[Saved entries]
== Segment start ==
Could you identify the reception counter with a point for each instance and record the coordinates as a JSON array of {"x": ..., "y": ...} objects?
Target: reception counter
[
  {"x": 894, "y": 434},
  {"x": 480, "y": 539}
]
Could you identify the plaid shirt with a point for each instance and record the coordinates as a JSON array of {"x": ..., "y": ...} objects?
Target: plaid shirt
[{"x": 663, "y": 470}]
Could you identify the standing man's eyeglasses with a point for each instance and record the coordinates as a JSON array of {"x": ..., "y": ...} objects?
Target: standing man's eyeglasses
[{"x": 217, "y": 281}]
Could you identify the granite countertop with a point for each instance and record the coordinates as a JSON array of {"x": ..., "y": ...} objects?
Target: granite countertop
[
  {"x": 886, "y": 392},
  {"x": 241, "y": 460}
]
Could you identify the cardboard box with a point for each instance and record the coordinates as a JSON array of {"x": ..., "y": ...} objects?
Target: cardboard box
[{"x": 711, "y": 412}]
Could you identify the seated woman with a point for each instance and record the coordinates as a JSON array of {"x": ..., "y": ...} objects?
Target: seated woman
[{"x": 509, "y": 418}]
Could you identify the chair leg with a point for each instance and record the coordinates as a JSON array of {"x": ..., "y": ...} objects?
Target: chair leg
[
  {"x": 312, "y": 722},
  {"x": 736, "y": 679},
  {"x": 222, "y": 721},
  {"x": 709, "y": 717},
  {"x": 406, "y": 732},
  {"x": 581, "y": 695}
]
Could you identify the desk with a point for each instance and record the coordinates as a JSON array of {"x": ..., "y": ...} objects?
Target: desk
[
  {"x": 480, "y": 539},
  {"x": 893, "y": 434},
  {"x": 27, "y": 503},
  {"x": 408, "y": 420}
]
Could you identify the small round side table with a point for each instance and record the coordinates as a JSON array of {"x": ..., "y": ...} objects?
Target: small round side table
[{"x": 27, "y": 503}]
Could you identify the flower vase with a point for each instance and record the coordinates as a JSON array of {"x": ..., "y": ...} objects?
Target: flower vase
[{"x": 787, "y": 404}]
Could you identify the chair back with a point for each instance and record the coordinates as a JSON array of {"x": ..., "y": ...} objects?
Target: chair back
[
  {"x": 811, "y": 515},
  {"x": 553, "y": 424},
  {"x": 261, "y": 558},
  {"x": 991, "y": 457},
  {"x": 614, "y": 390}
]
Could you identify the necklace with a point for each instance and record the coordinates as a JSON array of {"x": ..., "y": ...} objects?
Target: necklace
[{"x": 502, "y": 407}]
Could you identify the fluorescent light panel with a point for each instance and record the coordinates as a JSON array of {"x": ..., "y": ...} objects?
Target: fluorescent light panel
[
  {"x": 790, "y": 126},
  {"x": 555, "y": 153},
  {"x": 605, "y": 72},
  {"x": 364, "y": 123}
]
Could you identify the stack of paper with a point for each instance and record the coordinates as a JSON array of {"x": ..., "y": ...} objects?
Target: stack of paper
== Segment end ==
Transcribe all of the data above, keeping each line exactly as it stands.

Could you identify the reception counter with a point for each instance and record the coordinates as a JSON array of {"x": ..., "y": ...} objects?
Target: reception counter
[
  {"x": 894, "y": 434},
  {"x": 480, "y": 539}
]
Could you identify the plaid shirt with a point for each instance and record the coordinates as a JSON array of {"x": ..., "y": ...} objects?
Target: plaid shirt
[{"x": 663, "y": 470}]
Could you identify the standing man's eyeglasses with a point for each instance and record the coordinates as a JSON array of {"x": ..., "y": ...} objects?
Target: standing man's eyeglasses
[{"x": 217, "y": 281}]
Could you identify the granite countertop with a point for each instance and record the coordinates as a JSON array of {"x": ..., "y": ...} objects?
Target: granite countertop
[
  {"x": 886, "y": 392},
  {"x": 241, "y": 460}
]
Could you identify the cardboard box with a point for each instance and record the coordinates as a JSON array of {"x": ..., "y": ...} objects?
Target: cardboard box
[{"x": 711, "y": 412}]
Could you identify the seated woman with a point for each instance and record the coordinates as a JSON array of {"x": ..., "y": ...} objects?
Target: seated woman
[{"x": 509, "y": 418}]
Could you identify the chair leg with a point for each instance and record the coordinates as a JSON array of {"x": ..., "y": ...} objects?
Target: chair leg
[
  {"x": 312, "y": 722},
  {"x": 736, "y": 679},
  {"x": 222, "y": 721},
  {"x": 709, "y": 717},
  {"x": 406, "y": 732},
  {"x": 581, "y": 695}
]
Could you identify the desk with a point for each instance and record the coordinates as a JSON array of {"x": ..., "y": ...} objects?
Target: desk
[
  {"x": 480, "y": 539},
  {"x": 893, "y": 434},
  {"x": 27, "y": 503},
  {"x": 408, "y": 420}
]
Could you identify the small round side table with a point for each instance and record the coordinates as a JSON array of {"x": ..., "y": ...} objects?
Target: small round side table
[{"x": 27, "y": 503}]
Could you identify the flower vase with a point for each instance and record the coordinates as a JSON array of {"x": ..., "y": ...} objects?
Target: flower vase
[{"x": 787, "y": 404}]
Could you identify the chair back with a point for each instance and record the coordinates as a JSON array of {"x": ..., "y": ...} objects?
Target: chair back
[
  {"x": 811, "y": 515},
  {"x": 553, "y": 424},
  {"x": 261, "y": 558},
  {"x": 991, "y": 457},
  {"x": 614, "y": 390}
]
Could you identify the necklace with a point for each instance and record the coordinates as a JSON array of {"x": ..., "y": ...} objects?
Target: necklace
[{"x": 502, "y": 407}]
Could you identify the fluorescent light panel with a point for each instance and record the coordinates as a JSON array of {"x": ..., "y": ...} objects?
Target: fluorescent light panel
[
  {"x": 790, "y": 126},
  {"x": 555, "y": 153},
  {"x": 605, "y": 72},
  {"x": 364, "y": 123}
]
Could you identify the stack of paper with a point for each instance and record the coordinates as a JSON array of {"x": ..., "y": ...} objects?
Target: stack of paper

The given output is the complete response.